--- Listing ---
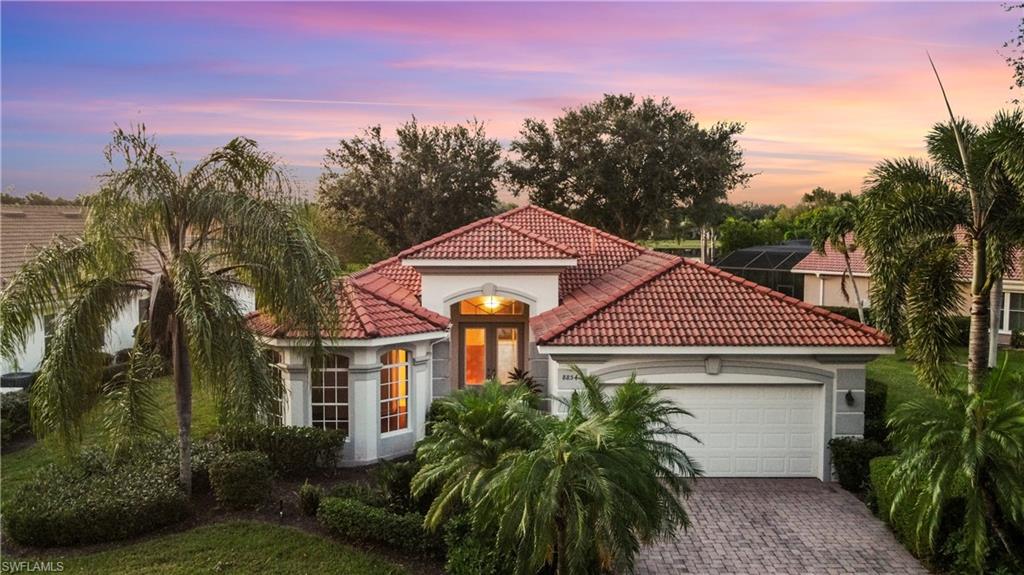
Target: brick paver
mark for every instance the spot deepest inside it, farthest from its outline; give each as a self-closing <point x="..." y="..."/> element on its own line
<point x="798" y="526"/>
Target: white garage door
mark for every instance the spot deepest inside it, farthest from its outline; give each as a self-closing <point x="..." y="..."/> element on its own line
<point x="754" y="431"/>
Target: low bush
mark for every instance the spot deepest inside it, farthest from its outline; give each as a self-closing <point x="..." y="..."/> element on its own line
<point x="309" y="498"/>
<point x="352" y="519"/>
<point x="241" y="479"/>
<point x="394" y="483"/>
<point x="851" y="457"/>
<point x="93" y="499"/>
<point x="293" y="451"/>
<point x="15" y="421"/>
<point x="470" y="553"/>
<point x="876" y="396"/>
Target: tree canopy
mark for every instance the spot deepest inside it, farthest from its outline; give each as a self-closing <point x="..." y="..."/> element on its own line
<point x="622" y="164"/>
<point x="429" y="181"/>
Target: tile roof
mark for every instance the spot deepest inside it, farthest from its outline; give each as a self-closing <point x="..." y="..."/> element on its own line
<point x="371" y="307"/>
<point x="489" y="238"/>
<point x="619" y="294"/>
<point x="26" y="229"/>
<point x="686" y="303"/>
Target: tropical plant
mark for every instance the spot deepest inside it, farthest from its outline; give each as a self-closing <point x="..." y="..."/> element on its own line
<point x="965" y="447"/>
<point x="913" y="215"/>
<point x="581" y="492"/>
<point x="833" y="224"/>
<point x="188" y="238"/>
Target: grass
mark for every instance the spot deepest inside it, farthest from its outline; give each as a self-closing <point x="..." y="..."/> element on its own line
<point x="19" y="467"/>
<point x="897" y="372"/>
<point x="236" y="546"/>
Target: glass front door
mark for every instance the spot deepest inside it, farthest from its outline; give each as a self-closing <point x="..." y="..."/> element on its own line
<point x="491" y="351"/>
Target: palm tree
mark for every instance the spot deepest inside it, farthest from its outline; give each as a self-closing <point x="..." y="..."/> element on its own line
<point x="913" y="214"/>
<point x="834" y="225"/>
<point x="583" y="492"/>
<point x="971" y="447"/>
<point x="187" y="238"/>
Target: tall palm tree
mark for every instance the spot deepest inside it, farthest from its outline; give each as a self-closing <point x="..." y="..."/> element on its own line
<point x="187" y="238"/>
<point x="583" y="492"/>
<point x="970" y="447"/>
<point x="914" y="212"/>
<point x="834" y="225"/>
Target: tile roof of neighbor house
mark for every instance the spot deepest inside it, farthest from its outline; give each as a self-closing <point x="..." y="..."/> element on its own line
<point x="620" y="294"/>
<point x="27" y="229"/>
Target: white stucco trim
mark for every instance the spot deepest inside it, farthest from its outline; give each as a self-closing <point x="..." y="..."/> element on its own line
<point x="715" y="350"/>
<point x="517" y="263"/>
<point x="374" y="343"/>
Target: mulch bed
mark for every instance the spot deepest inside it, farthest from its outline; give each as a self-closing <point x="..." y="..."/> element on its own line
<point x="282" y="510"/>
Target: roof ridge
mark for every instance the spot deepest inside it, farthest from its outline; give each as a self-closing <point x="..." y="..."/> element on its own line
<point x="597" y="230"/>
<point x="446" y="235"/>
<point x="538" y="236"/>
<point x="669" y="262"/>
<point x="417" y="310"/>
<point x="808" y="307"/>
<point x="348" y="292"/>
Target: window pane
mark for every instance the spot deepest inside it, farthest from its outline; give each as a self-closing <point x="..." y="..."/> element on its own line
<point x="476" y="355"/>
<point x="508" y="352"/>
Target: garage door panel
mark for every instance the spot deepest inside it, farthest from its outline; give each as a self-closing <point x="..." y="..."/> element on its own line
<point x="753" y="431"/>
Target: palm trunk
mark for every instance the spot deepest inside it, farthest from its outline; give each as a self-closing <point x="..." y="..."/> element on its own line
<point x="182" y="395"/>
<point x="977" y="361"/>
<point x="856" y="291"/>
<point x="995" y="312"/>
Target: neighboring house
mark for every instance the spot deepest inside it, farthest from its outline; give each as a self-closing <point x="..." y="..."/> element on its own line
<point x="822" y="274"/>
<point x="769" y="379"/>
<point x="769" y="265"/>
<point x="26" y="229"/>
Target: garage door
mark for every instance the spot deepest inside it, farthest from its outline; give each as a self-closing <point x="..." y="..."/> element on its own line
<point x="754" y="431"/>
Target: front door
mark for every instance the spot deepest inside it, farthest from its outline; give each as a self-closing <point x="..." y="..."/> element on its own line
<point x="491" y="350"/>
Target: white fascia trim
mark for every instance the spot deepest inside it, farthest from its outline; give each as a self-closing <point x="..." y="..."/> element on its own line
<point x="554" y="262"/>
<point x="374" y="343"/>
<point x="715" y="350"/>
<point x="836" y="273"/>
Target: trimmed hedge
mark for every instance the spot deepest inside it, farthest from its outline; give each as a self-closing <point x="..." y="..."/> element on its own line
<point x="242" y="479"/>
<point x="14" y="417"/>
<point x="293" y="451"/>
<point x="876" y="395"/>
<point x="351" y="519"/>
<point x="852" y="456"/>
<point x="93" y="500"/>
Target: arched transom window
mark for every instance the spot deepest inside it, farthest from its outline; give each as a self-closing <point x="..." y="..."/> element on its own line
<point x="394" y="391"/>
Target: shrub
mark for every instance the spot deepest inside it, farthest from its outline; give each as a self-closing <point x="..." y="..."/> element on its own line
<point x="293" y="451"/>
<point x="91" y="500"/>
<point x="309" y="497"/>
<point x="360" y="492"/>
<point x="14" y="417"/>
<point x="241" y="479"/>
<point x="394" y="483"/>
<point x="470" y="553"/>
<point x="354" y="520"/>
<point x="851" y="456"/>
<point x="876" y="395"/>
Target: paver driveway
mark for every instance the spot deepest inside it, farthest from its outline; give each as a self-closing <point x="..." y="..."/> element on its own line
<point x="778" y="526"/>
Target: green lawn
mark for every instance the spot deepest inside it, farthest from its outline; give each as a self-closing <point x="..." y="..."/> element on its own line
<point x="19" y="467"/>
<point x="236" y="546"/>
<point x="897" y="372"/>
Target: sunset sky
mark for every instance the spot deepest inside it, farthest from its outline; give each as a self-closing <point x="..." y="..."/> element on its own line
<point x="825" y="90"/>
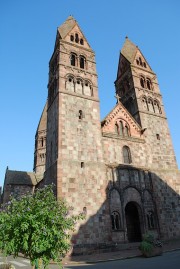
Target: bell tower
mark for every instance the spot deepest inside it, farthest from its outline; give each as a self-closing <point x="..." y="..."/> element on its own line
<point x="138" y="90"/>
<point x="74" y="160"/>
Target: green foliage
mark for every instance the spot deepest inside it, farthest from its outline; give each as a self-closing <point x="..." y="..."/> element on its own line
<point x="37" y="225"/>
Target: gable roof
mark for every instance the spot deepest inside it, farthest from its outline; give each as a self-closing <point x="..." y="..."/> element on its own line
<point x="43" y="120"/>
<point x="119" y="111"/>
<point x="14" y="177"/>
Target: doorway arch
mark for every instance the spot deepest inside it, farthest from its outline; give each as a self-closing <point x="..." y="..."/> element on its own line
<point x="132" y="213"/>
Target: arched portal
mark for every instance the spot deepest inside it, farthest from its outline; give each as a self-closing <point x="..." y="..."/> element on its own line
<point x="133" y="222"/>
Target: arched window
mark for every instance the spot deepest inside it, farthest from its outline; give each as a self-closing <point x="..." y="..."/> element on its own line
<point x="144" y="103"/>
<point x="70" y="83"/>
<point x="150" y="106"/>
<point x="116" y="128"/>
<point x="149" y="85"/>
<point x="157" y="107"/>
<point x="80" y="115"/>
<point x="150" y="219"/>
<point x="126" y="155"/>
<point x="82" y="62"/>
<point x="126" y="131"/>
<point x="121" y="128"/>
<point x="140" y="61"/>
<point x="115" y="220"/>
<point x="142" y="82"/>
<point x="73" y="59"/>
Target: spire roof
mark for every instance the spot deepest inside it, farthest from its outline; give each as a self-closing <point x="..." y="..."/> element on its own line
<point x="43" y="120"/>
<point x="129" y="50"/>
<point x="66" y="26"/>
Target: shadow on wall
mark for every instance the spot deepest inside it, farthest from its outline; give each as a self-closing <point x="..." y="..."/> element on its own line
<point x="137" y="201"/>
<point x="18" y="183"/>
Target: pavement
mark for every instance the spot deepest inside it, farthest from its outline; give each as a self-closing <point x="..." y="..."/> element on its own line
<point x="116" y="255"/>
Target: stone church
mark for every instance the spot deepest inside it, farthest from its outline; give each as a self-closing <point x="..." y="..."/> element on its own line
<point x="121" y="171"/>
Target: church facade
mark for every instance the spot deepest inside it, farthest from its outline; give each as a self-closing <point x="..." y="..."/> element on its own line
<point x="121" y="171"/>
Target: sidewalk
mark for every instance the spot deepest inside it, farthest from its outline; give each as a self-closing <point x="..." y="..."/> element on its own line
<point x="123" y="254"/>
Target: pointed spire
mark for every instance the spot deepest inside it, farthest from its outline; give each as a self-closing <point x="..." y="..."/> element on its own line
<point x="129" y="50"/>
<point x="66" y="26"/>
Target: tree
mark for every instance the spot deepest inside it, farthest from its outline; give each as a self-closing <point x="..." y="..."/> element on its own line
<point x="36" y="225"/>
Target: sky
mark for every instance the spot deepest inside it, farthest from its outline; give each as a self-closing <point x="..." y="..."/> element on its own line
<point x="27" y="37"/>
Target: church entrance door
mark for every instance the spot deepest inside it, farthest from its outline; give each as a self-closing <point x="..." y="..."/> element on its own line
<point x="133" y="222"/>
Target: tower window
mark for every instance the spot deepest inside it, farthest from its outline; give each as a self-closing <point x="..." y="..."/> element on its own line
<point x="150" y="219"/>
<point x="126" y="155"/>
<point x="80" y="114"/>
<point x="116" y="128"/>
<point x="82" y="62"/>
<point x="115" y="221"/>
<point x="149" y="84"/>
<point x="82" y="164"/>
<point x="121" y="128"/>
<point x="76" y="38"/>
<point x="140" y="61"/>
<point x="126" y="131"/>
<point x="73" y="59"/>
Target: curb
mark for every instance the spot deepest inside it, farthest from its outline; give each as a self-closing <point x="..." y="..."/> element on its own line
<point x="110" y="260"/>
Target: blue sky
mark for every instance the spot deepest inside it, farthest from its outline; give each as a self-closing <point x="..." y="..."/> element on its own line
<point x="27" y="36"/>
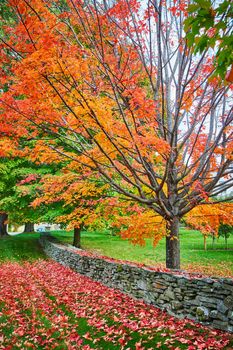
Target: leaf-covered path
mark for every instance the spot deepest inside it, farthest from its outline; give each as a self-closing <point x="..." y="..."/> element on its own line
<point x="44" y="305"/>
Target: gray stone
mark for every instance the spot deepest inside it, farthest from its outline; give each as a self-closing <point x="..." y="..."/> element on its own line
<point x="176" y="305"/>
<point x="209" y="300"/>
<point x="222" y="307"/>
<point x="169" y="294"/>
<point x="228" y="302"/>
<point x="142" y="284"/>
<point x="202" y="313"/>
<point x="220" y="324"/>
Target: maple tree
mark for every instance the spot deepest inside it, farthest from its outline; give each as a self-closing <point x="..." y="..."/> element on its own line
<point x="120" y="89"/>
<point x="211" y="219"/>
<point x="210" y="26"/>
<point x="71" y="199"/>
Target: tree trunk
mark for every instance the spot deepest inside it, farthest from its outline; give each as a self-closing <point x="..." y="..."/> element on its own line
<point x="3" y="225"/>
<point x="213" y="240"/>
<point x="77" y="236"/>
<point x="226" y="242"/>
<point x="173" y="244"/>
<point x="29" y="227"/>
<point x="204" y="236"/>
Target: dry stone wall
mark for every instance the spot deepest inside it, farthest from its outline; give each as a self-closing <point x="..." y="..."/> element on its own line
<point x="205" y="300"/>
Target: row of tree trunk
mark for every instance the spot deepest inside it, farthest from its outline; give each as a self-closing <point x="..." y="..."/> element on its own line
<point x="29" y="226"/>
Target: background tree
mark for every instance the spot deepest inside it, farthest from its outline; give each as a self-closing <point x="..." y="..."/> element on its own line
<point x="212" y="220"/>
<point x="210" y="25"/>
<point x="125" y="96"/>
<point x="225" y="230"/>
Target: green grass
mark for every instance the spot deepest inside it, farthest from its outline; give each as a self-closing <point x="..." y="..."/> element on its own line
<point x="218" y="261"/>
<point x="20" y="248"/>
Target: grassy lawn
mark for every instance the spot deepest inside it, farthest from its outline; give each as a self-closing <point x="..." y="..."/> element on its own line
<point x="20" y="247"/>
<point x="193" y="256"/>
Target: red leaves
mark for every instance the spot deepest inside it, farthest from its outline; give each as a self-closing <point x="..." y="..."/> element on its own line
<point x="47" y="306"/>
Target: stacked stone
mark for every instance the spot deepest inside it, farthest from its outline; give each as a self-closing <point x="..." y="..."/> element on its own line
<point x="205" y="300"/>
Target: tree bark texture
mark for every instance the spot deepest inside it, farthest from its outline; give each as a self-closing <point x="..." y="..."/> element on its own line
<point x="173" y="244"/>
<point x="29" y="227"/>
<point x="3" y="225"/>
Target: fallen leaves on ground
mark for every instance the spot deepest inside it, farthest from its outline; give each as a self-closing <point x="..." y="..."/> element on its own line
<point x="44" y="305"/>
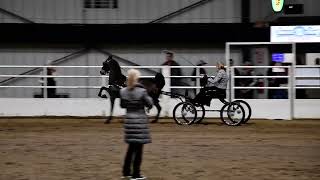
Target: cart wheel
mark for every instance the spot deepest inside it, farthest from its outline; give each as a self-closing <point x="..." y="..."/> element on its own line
<point x="184" y="113"/>
<point x="246" y="108"/>
<point x="232" y="114"/>
<point x="201" y="112"/>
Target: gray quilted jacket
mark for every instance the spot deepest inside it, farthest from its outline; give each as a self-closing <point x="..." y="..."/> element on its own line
<point x="136" y="126"/>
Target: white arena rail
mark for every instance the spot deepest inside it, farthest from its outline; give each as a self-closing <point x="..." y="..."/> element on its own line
<point x="166" y="71"/>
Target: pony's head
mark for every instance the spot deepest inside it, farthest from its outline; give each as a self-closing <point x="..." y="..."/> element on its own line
<point x="105" y="66"/>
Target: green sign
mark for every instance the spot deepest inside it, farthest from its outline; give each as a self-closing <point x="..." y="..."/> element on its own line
<point x="277" y="5"/>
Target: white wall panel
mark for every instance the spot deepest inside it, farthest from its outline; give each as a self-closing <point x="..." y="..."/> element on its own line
<point x="129" y="11"/>
<point x="100" y="107"/>
<point x="262" y="9"/>
<point x="143" y="56"/>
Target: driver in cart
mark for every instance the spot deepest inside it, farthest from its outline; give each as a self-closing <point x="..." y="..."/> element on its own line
<point x="215" y="87"/>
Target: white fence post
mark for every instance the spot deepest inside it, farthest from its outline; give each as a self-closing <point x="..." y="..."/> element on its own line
<point x="197" y="79"/>
<point x="166" y="99"/>
<point x="45" y="83"/>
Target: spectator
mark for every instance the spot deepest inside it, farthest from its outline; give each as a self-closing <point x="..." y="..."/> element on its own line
<point x="201" y="71"/>
<point x="277" y="82"/>
<point x="51" y="92"/>
<point x="174" y="71"/>
<point x="134" y="99"/>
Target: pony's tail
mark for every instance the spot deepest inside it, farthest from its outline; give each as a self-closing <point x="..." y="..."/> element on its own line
<point x="133" y="77"/>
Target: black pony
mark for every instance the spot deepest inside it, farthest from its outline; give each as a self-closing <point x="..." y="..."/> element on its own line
<point x="117" y="81"/>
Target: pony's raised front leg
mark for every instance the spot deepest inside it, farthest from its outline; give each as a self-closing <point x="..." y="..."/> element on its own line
<point x="112" y="100"/>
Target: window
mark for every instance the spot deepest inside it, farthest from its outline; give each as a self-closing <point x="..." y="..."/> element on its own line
<point x="105" y="4"/>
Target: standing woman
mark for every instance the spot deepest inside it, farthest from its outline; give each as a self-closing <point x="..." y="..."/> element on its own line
<point x="134" y="99"/>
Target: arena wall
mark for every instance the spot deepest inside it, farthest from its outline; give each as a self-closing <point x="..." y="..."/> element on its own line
<point x="261" y="108"/>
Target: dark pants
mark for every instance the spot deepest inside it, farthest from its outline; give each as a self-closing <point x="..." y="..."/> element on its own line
<point x="134" y="154"/>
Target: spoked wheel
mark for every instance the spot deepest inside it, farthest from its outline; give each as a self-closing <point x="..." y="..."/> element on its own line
<point x="246" y="108"/>
<point x="201" y="112"/>
<point x="184" y="113"/>
<point x="232" y="114"/>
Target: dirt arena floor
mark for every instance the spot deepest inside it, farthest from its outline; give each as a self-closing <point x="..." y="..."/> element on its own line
<point x="65" y="149"/>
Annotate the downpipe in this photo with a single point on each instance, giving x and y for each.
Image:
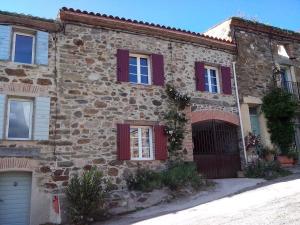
(239, 109)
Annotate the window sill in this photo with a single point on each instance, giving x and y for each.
(24, 65)
(142, 160)
(10, 141)
(145, 86)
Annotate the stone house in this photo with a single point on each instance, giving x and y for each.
(260, 49)
(89, 90)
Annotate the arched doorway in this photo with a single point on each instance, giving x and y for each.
(216, 150)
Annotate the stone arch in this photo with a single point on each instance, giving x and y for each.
(205, 115)
(17, 164)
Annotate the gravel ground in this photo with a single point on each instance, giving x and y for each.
(272, 203)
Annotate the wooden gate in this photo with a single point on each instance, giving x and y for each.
(216, 151)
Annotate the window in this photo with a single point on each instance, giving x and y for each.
(23, 48)
(211, 80)
(139, 69)
(254, 120)
(141, 143)
(282, 51)
(19, 119)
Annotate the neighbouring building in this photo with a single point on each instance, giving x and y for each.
(260, 49)
(89, 90)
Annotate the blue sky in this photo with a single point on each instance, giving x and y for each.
(194, 15)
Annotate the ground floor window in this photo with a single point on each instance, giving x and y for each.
(141, 143)
(19, 119)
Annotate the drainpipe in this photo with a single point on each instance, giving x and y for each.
(239, 109)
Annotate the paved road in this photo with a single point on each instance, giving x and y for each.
(271, 204)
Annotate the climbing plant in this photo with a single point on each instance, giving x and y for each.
(175, 119)
(280, 107)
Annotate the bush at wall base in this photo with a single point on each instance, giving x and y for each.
(85, 195)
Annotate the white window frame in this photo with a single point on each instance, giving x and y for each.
(30, 118)
(140, 143)
(138, 59)
(209, 79)
(14, 46)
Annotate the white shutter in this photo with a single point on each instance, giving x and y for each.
(41, 118)
(2, 114)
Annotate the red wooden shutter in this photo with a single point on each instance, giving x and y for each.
(158, 69)
(226, 80)
(123, 65)
(161, 151)
(200, 76)
(123, 141)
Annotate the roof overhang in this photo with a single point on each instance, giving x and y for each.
(72, 16)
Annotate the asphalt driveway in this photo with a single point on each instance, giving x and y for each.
(275, 203)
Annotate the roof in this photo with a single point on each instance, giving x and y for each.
(28, 21)
(261, 27)
(96, 19)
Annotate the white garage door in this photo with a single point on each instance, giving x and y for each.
(15, 190)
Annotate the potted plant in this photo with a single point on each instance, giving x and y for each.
(268, 153)
(294, 154)
(285, 160)
(252, 146)
(279, 108)
(288, 158)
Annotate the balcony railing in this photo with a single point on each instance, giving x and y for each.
(291, 87)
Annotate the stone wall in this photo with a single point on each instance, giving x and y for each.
(92, 102)
(29, 81)
(87, 102)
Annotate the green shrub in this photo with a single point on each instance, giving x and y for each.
(182, 174)
(266, 170)
(264, 151)
(85, 195)
(280, 107)
(144, 180)
(176, 176)
(293, 153)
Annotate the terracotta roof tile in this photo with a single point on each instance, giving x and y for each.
(146, 23)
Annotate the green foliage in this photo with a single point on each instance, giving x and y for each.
(266, 170)
(280, 108)
(182, 174)
(85, 195)
(264, 151)
(144, 180)
(292, 153)
(175, 119)
(176, 176)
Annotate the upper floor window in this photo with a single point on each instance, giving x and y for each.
(282, 51)
(23, 45)
(139, 69)
(211, 79)
(23, 48)
(19, 119)
(141, 143)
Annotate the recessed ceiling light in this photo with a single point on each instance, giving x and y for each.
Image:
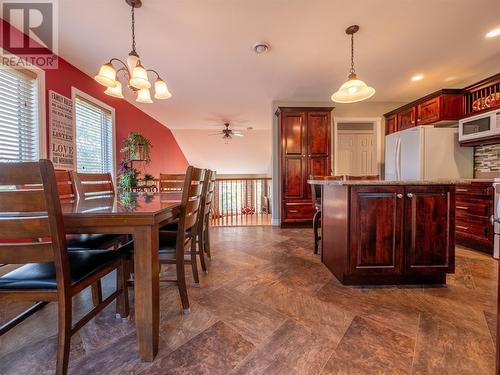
(493, 33)
(261, 47)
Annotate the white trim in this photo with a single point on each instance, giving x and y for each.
(377, 127)
(76, 92)
(41, 93)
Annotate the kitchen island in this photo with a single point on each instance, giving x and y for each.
(388, 232)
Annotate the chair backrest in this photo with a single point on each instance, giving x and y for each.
(65, 186)
(93, 184)
(361, 178)
(31, 222)
(171, 182)
(191, 198)
(206, 198)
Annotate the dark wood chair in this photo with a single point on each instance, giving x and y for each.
(171, 182)
(316, 203)
(173, 244)
(32, 235)
(93, 184)
(371, 177)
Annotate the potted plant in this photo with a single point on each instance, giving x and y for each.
(149, 179)
(137, 147)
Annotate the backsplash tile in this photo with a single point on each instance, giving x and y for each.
(487, 158)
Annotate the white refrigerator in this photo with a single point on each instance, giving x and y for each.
(427, 153)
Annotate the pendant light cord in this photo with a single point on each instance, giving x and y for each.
(133, 29)
(352, 54)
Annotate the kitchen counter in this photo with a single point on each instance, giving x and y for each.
(327, 181)
(388, 232)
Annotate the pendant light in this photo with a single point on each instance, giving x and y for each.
(135, 74)
(353, 90)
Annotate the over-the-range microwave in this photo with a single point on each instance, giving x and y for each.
(480, 126)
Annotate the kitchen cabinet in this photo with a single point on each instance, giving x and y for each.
(391, 124)
(443, 106)
(406, 118)
(305, 135)
(376, 233)
(474, 207)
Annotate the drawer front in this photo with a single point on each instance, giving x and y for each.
(484, 189)
(299, 211)
(466, 207)
(480, 229)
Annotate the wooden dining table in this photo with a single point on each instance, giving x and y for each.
(140, 215)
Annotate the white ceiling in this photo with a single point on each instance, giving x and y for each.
(203, 49)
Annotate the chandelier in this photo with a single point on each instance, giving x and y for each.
(354, 89)
(133, 71)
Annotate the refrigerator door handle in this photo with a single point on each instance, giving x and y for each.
(398, 159)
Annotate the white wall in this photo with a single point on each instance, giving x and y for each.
(248, 155)
(363, 109)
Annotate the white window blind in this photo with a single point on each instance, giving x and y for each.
(19, 126)
(94, 137)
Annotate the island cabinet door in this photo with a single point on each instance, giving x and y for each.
(376, 230)
(430, 228)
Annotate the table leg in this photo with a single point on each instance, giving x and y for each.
(147, 290)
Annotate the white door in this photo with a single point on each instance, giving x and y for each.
(357, 154)
(411, 154)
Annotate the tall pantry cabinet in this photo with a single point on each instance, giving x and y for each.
(305, 149)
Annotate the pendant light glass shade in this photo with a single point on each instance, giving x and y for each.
(144, 96)
(161, 90)
(106, 75)
(352, 91)
(115, 91)
(139, 78)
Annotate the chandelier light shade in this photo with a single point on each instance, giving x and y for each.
(353, 90)
(133, 71)
(116, 92)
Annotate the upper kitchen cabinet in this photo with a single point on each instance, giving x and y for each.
(305, 143)
(439, 107)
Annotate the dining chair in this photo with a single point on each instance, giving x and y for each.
(371, 177)
(66, 188)
(171, 182)
(89, 185)
(32, 235)
(316, 203)
(173, 244)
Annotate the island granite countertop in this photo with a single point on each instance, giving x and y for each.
(336, 182)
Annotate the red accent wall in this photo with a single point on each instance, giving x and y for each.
(167, 157)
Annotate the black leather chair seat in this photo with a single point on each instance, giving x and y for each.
(43, 276)
(92, 241)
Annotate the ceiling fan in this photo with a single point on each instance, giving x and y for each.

--- Problem to work on ---
Nothing but the lines from the line with "Annotate the white window blind" to the last line of the listing above should appear; please retype them exactly, both ends included.

--- The completed task ---
Annotate the white window blind in this photo with a single point on each instance, giving x and y for each.
(19, 126)
(94, 137)
Annotate the island cabinet door in this photo with a single point on each instance, giving x and y for each.
(376, 230)
(430, 228)
Annotate the table leg in this photo with a single point on each instance, giving x and y for each.
(147, 290)
Annotate the white door in this photo with a single point on each instance, giving x and y for each.
(357, 154)
(411, 154)
Annotate the tall pantry cabinet in this photo with a single point on each instance, giving x and y for each.
(305, 149)
Annotate the pendant light glass shade in this photo with a single point on each instance, giving x and y for each.
(144, 96)
(161, 90)
(106, 75)
(352, 91)
(115, 91)
(139, 78)
Annotate the chandelier light shade in this photo with a single point on each instance, giving x and y for each.
(353, 90)
(133, 71)
(116, 92)
Annotate the upper kitchen cabinet in this photo with a single point on each instance, giving x and y for each.
(305, 143)
(439, 107)
Annotate the dining chair in this photo with a single point on each instance, giving x and y for each.
(371, 177)
(66, 188)
(171, 182)
(89, 185)
(32, 235)
(316, 203)
(173, 244)
Annotate the island granite countertop in this photo with a single point on each instance, giving x and y for each.
(336, 182)
Annotate the red accent wall in this photo with a single point on each instance, giving x and y for each.
(167, 157)
Annotate the black leather chair seat in this photo with a single point on each instance, giving x and y for each.
(43, 276)
(92, 241)
Annotate the ceiling fan in this photo with a single point on each instance, giving x and y for each.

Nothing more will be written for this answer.